REQUIRED WORK ->
- a) In the pre-workout supplement article below, decide whether each statement agrees with the text: (i) Ultimate Orange was banned after it was proven to raise the risk of heart attacks; (ii) third-party testing confirms that a supplement's ingredients do what the label claims; (iii) most of the strain on the cardiovascular system comes from ephedra. Answer yes or no for each, and quote the words of the text that decide it.
- b) Pick up the pre-workout supplement article below where it stops, and continue it from its last sentence.

TEXT SEGMENT ->
▬▬▬▬▬▬

If you step into any gym, health store, or supermarket supplement aisle, you’re going to see pre-workout supplements. Most of them come in shiny, slick packaging covered in promises to boost your energy levels and cut your recovery time.
While these supplements take many forms, they usually contain the same ingredients. But what exactly are those ingredients, and what are they supposed to do?
You’re usually going to find caffeine, which is how the supplements boost your energy. Other ingredients like creatine, beta-alanine, L-citrulline, and amino acids are supposed to help your muscles recover faster.
These all seem like great reasons to snag a pre-workout supplement before your next gym day. However, there are some very important things that aren’t on those product labels… and they may have you reconsidering your purchase.
Here’s what you need to know about popular pre-workout ingredients before you buy:
The FDA might not be perfect, but the organization does a fairly good job of keeping unsafe products off the market. There are, unfortunately, loopholes. And some of those loopholes allow unverified products to make it onto store shelves, even if they’re technically regulated.
This is not to say that all pre-workout supplements are dangerous. Rather, it means that most of the ingredients—and their effects—haven’t been well-tested.
They might do exactly as the project claims… or they might have no effect. Or their effects might be worse than not taking the supplement at all.
If you’re still certain that you want to try a pre-workout supplement, opt for one that has completed third-party testing on their product. This means that they sent their supplement to another laboratory so that the impartial, third-party lab could ensure the product contained only what it advertises.
Of course, this doesn’t solve the issue of ingredients that don’t necessarily do what the label claims they do. But it will at least ensure that you know exactly what you’re putting in your body.
Not all pre-workout supplements are dangerous, as I’ve said. Many of their side effects are still being studied, but there are a few that are well-known.
The worst of these possible side effects is the strain that pre-workout supplements put on your cardiovascular system. Most of the strain comes from the high levels of caffeine in the vast majority of supplements.
But some pre-workout supplements—including the now-banned original supplement known as Ultimate Orange—use ephedra, which is much more dangerous to your system. Even sites that promote pre-workout supplements typically encourage people to be careful if they want to mix a supplement with an intense workout.
This is a bit counterintuitive, since the supplements are supposed to boost your workout performance. But if a product already puts strain on your heart and lungs, then adding stress from a high-intensity workout is a quick way to bring on serious problems.
And when I say serious, I mean serious. Ultimate Orange faced lawsuits and, eventually, a complete ban after the product was proven to increase the risk of heart attacks. Unfortunately, this risk was only investigated after several deaths were attributed to the supplement.

▬▬▬▬▬▬

PROVIDED INFORMATION ->
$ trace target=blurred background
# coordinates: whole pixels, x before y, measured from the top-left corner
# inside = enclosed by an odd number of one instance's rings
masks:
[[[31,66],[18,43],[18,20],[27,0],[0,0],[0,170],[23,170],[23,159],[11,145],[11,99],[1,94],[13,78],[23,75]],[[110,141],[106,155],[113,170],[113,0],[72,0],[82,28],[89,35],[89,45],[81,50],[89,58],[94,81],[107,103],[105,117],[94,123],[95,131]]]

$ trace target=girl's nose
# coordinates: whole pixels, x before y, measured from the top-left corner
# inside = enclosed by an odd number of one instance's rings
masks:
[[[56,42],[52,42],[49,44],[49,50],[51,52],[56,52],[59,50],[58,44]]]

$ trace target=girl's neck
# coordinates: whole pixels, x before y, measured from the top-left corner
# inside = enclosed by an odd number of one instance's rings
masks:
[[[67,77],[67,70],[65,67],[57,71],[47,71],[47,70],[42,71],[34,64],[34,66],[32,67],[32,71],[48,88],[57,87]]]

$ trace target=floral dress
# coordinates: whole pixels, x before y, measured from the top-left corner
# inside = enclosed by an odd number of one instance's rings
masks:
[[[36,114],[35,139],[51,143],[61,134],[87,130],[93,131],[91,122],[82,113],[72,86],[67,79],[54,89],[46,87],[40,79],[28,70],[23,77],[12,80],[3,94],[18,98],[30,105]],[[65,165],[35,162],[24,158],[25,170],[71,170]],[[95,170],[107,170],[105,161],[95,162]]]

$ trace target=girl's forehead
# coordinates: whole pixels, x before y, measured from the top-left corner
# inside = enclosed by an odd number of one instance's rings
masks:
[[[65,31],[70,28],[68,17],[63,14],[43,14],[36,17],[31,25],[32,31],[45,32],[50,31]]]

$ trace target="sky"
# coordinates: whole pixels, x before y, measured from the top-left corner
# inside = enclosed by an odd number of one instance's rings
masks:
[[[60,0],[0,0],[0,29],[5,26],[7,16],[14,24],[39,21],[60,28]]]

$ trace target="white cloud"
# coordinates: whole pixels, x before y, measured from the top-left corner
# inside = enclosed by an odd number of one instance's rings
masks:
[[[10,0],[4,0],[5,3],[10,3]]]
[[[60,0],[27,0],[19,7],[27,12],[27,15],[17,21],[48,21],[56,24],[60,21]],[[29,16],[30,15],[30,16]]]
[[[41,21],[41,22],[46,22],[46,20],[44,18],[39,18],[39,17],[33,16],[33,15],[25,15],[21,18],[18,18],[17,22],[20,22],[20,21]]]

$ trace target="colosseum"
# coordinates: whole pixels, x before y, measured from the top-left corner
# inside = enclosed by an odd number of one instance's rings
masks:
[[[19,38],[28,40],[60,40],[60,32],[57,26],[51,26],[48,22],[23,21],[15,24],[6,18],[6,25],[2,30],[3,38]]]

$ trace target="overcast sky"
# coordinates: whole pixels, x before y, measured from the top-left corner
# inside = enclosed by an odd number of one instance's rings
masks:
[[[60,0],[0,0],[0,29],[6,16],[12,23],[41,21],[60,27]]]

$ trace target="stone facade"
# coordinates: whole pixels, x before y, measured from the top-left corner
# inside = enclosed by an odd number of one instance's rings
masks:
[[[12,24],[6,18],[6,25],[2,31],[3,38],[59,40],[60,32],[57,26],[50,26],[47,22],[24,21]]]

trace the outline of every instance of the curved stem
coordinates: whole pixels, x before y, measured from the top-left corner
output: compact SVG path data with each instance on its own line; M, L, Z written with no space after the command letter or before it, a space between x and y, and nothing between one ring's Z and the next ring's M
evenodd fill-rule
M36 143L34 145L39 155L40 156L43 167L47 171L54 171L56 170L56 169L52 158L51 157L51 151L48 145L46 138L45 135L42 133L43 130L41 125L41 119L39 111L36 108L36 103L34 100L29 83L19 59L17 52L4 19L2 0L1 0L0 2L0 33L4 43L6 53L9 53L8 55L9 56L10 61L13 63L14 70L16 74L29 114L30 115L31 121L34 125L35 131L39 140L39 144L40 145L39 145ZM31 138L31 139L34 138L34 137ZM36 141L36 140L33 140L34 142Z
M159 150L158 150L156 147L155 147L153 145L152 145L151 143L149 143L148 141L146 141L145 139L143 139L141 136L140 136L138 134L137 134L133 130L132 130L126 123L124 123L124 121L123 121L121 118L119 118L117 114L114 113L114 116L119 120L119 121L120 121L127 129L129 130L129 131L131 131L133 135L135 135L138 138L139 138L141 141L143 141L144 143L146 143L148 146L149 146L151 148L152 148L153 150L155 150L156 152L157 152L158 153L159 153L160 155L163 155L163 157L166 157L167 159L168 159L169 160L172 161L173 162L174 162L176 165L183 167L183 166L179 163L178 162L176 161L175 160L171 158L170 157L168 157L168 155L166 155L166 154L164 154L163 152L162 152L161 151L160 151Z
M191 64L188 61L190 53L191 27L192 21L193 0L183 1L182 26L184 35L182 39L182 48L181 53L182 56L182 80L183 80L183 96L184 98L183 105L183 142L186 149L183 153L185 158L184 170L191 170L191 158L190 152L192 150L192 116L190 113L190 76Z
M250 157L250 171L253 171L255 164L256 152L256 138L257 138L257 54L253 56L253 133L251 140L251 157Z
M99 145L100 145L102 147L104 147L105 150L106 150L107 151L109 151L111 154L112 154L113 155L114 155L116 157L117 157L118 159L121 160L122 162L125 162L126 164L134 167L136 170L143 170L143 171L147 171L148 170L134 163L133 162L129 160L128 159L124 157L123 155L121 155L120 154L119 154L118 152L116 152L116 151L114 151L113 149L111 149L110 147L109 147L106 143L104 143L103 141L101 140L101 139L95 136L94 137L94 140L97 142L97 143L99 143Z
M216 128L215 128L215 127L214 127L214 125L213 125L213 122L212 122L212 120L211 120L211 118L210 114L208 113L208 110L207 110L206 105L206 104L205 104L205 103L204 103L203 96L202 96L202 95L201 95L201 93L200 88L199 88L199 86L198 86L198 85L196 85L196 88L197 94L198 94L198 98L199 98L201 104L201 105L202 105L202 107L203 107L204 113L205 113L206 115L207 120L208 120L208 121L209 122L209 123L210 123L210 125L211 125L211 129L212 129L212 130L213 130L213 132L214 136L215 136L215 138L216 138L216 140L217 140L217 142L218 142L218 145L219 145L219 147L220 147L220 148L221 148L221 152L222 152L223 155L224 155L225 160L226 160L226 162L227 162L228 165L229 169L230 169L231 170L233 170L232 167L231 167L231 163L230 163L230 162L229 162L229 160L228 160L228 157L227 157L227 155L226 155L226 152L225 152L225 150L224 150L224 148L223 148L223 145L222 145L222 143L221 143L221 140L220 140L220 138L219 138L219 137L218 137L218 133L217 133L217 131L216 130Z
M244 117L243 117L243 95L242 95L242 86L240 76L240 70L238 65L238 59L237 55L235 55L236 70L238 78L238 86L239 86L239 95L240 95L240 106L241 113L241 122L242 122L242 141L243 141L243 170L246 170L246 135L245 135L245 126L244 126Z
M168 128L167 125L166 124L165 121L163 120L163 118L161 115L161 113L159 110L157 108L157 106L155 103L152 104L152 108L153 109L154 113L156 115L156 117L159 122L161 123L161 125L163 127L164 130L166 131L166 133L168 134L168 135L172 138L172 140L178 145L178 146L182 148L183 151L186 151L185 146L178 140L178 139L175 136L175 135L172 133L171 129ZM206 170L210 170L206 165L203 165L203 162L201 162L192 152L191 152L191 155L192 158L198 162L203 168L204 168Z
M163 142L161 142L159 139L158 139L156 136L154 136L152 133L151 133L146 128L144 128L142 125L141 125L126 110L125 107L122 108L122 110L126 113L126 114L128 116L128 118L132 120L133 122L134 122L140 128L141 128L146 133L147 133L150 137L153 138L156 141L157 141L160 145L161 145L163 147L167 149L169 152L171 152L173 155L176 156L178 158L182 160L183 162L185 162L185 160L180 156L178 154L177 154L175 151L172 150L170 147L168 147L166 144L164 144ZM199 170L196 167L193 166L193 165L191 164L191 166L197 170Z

▬▬▬▬▬▬

ANSWERS BY ITEM NUMBER ->
- a)
(i) Yes: "Ultimate Orange faced lawsuits and, eventually, a complete ban after the product was proven to increase the risk of heart attacks."
(ii) No: "Of course, this doesn’t solve the issue of ingredients that don’t necessarily do what the label claims they do."
(iii) No: "Most of the strain comes from the high levels of caffeine in the vast majority of supplements."

- b)
Consistent use of pre-workout supplements can also cause acute liver toxicity, as well as stomach problems that range from cramping to much more volatile reactions. This might vary from aggressive trips to the bathroom to nausea and vomiting.
If you use a fitness tracking app, there’s a good chance you log the food you eat. While there are potential harmful effects of fitness apps, this can be a great way to help you keep track of your calories and your macros.
However, pre-workout supplements are going to throw off your numbers.
Many pre-workout supplements are sold as drink mixes. While this makes it easy to throw them into your water bottle and chug them down on your way to the gym, it also means they have to taste good. For most companies, this means adding a ton of sweeteners.
It doesn’t matter if the sweetener is sugar or an artificial version, they all have their issues. And if you’re drinking a serving every single day before your workout, you’re going to be taking in a lot of added sugar!
The caffeine in your supplement may also change how your body metabolizes your food. Prior to pre-workout supplements, body builders would reach for a cup of coffee before their workouts. While coffee obviously still has caffeine, it contains much less than your average serving of pre-workout supplement.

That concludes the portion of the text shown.